▶ Dataset:
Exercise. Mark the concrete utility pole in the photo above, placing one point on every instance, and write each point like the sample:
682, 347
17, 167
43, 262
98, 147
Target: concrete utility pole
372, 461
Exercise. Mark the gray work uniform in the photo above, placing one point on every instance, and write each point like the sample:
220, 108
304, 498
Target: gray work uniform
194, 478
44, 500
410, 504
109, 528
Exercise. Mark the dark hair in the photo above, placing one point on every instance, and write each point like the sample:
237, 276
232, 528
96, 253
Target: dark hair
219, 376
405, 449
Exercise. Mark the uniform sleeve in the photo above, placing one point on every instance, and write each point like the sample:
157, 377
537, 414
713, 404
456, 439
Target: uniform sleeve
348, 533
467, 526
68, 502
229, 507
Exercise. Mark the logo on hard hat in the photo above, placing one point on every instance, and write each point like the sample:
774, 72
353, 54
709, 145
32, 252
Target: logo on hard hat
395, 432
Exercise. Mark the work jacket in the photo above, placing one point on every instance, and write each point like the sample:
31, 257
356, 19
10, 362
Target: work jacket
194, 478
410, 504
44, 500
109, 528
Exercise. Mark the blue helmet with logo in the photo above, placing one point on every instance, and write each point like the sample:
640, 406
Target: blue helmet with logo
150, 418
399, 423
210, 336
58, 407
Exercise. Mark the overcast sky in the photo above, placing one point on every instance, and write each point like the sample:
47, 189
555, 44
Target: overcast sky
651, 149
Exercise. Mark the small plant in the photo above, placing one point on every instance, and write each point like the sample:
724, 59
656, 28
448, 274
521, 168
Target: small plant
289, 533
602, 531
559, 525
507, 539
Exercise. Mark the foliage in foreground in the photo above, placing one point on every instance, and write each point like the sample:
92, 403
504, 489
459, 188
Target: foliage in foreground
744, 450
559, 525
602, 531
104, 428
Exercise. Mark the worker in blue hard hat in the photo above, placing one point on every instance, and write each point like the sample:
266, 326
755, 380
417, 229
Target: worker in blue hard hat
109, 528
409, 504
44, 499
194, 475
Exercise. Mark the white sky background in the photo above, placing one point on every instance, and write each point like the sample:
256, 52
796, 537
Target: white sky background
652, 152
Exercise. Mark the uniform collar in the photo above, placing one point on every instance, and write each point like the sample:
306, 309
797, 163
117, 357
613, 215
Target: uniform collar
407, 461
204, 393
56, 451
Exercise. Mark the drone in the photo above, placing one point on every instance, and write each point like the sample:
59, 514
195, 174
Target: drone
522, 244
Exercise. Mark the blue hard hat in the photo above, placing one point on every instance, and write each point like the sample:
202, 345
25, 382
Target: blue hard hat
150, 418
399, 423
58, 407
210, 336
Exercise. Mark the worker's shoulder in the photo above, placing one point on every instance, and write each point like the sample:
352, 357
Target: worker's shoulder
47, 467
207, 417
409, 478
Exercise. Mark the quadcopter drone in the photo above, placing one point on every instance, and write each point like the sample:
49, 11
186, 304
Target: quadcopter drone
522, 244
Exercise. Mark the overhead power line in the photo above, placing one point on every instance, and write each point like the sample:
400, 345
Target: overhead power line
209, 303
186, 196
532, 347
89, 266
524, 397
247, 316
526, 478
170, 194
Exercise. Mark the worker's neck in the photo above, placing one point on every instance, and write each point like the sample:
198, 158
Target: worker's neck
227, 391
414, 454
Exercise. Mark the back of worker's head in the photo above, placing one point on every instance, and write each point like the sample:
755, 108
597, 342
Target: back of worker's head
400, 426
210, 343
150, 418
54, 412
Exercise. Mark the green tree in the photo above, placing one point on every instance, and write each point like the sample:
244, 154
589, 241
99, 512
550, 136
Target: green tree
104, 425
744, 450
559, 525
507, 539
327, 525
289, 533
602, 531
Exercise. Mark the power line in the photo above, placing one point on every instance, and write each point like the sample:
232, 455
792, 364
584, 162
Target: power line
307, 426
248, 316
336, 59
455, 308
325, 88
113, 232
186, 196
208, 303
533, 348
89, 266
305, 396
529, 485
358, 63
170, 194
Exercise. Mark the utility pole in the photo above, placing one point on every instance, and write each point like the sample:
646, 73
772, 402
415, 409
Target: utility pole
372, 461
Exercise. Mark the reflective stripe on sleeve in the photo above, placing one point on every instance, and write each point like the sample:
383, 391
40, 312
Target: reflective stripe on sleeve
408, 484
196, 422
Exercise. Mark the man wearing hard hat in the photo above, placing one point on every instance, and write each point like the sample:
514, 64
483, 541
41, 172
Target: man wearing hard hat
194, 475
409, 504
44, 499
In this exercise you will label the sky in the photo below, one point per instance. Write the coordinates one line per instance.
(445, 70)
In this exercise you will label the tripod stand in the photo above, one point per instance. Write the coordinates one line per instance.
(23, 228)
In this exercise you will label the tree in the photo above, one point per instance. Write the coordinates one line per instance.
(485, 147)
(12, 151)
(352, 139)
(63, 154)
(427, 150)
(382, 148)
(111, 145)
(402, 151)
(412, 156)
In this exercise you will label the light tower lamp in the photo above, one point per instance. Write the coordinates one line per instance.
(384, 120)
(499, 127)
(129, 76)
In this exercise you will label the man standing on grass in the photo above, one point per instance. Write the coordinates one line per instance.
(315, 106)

▶ Work instructions: In full and without changes, copy the entries above.

▶ Written solution:
Exercise. Mark the concrete utility pole in the photo above, placing one point on every instance, and write each point like the sample:
682, 347
17, 167
43, 262
98, 147
Target: concrete utility pole
372, 461
Exercise. Mark the gray work uniform in the photo above, placing one point on every instance, and write each point like the sample:
220, 108
304, 498
Target: gray work uniform
194, 478
44, 500
410, 504
109, 528
Exercise. Mark the dark hair in the photo above, placing one point on every instance, and write each point like the sample:
237, 276
232, 528
96, 253
Target: dark hair
219, 376
405, 449
Exercise. Mark the uniform sleeve in the photo above, placing one point on every instance, and write each point like the sample:
157, 377
537, 414
713, 404
456, 439
Target: uniform sleeve
348, 533
467, 526
68, 502
229, 507
Exercise. Mark the logo on hard hat in the photo above, placing one point on every instance, and write each point like the sample:
774, 72
353, 54
709, 145
32, 252
Target: logo on hard hat
395, 432
Exercise. Mark the work jacket in the photo above, placing one point on every instance, and write each point like the sample:
31, 257
356, 19
10, 362
Target: work jacket
194, 478
410, 504
44, 500
109, 528
Exercise. Mark the blue helmet with logo in the photo above, placing one point on every instance, and write each point like the sample:
640, 406
Target: blue helmet with logo
150, 418
399, 423
210, 336
58, 407
Exercise. Mark the overcast sky in the photo above, placing one point on every instance, and write each point like the sample:
47, 189
555, 44
Target: overcast sky
651, 149
Exercise. Mark the small plant in the photo above, placing one point on every instance, and write each point like the sample:
724, 59
656, 28
448, 274
521, 168
Target: small plant
289, 533
602, 531
559, 525
507, 539
Exercise. Mark the foliage in foreground in the photo above, placing one point on every instance, and write each point like the sample:
92, 403
504, 489
459, 188
Target: foliage in foreground
744, 450
559, 525
602, 531
104, 428
Exercise. Mark the worker in blue hard hat in the photo above, placing one point on every instance, and write each point like the sample:
266, 326
755, 380
417, 229
Target: worker in blue hard hat
109, 528
409, 504
44, 499
194, 475
Exercise. Mark the white sky background in the photo above, placing one point on every instance, and write each point like the sample:
256, 52
796, 537
Target: white sky background
652, 152
Exercise. Mark the uniform collar in the photo above, placing one point on every instance, and write each point like the sample:
306, 309
797, 163
117, 357
613, 215
Target: uniform collar
407, 461
204, 393
56, 451
Exercise. Mark the drone in the photo above, placing one point on every instance, and write each point like the sample:
59, 514
195, 174
Target: drone
522, 244
Exercise. Mark the blue hard hat in the photo above, placing one point on every instance, and write each point like the sample:
202, 345
25, 382
Target: blue hard hat
150, 418
399, 423
58, 407
210, 336
Exercise. Mark the worker's shoulder in the photo above, placing one point on every instance, and write each point like the sample:
352, 357
Target: worker's shoulder
47, 467
207, 417
409, 478
Exercise. Mark the quadcopter drone in the photo above, placing one point on every instance, and write each point like the sample:
49, 11
186, 304
Target: quadcopter drone
522, 244
Exercise. Mark the overhead power line in the photo above, placing one point on every instance, and write each point like the sample:
400, 345
Target: overhead power line
209, 303
186, 196
532, 347
89, 266
524, 397
247, 316
526, 478
170, 194
Exercise. Mark the worker's neck in the photo above, placing one point on every instance, and write each point like the sample:
198, 158
Target: worker's neck
227, 391
414, 454
Exercise. Mark the back of worker's head in the photo above, placing one point on every instance, and write each point like the sample:
755, 108
597, 342
Target: back of worker's head
400, 426
210, 343
150, 418
54, 412
Exercise. Mark the green tree in the photo above, placing one point on every instance, and write each point like the sample:
244, 154
589, 241
99, 512
550, 136
Target: green tree
104, 425
744, 450
559, 525
507, 539
327, 525
289, 533
602, 531
Exercise. Mark the power line in the photo above, placing one point on every instance, and write each point like the sample:
232, 455
792, 364
584, 162
Target: power line
307, 426
248, 316
336, 59
455, 308
325, 88
113, 232
186, 196
208, 303
533, 348
89, 266
305, 396
529, 485
358, 63
170, 194
Exercise. Mark the utility pole in the photo above, placing one point on every instance, and write each point like the sample:
646, 73
772, 402
415, 409
Target: utility pole
372, 461
Exercise. Mark the reflective stripe on sleeve in the photo above, placing one point on every instance, and write each point like the sample:
383, 391
40, 312
Target: reflective stripe on sleeve
408, 484
196, 422
Exercise. Mark the man wearing hard hat in the photo above, placing one point on every instance, and write each point like the sample:
514, 64
483, 541
41, 172
Target: man wearing hard hat
194, 475
409, 504
44, 499
In this exercise you will label the sky in the photo below, one point per instance. Write the coordinates one line per instance.
(445, 70)
In this exercise you will label the tripod stand in the photo above, one point per instance. Write the coordinates one line per instance.
(23, 228)
In this exercise you will label the tree in the photo above, one point per instance. Write the coordinates one line per instance.
(485, 147)
(12, 151)
(352, 139)
(63, 154)
(427, 150)
(382, 148)
(111, 145)
(402, 151)
(412, 156)
In this exercise you will label the light tower lamp in the photo above, one point per instance. Write the coordinates one line per instance.
(384, 120)
(499, 127)
(129, 76)
In this exercise you will label the man standing on grass in the photo above, one point per instance. Write the coordinates one line per instance.
(315, 106)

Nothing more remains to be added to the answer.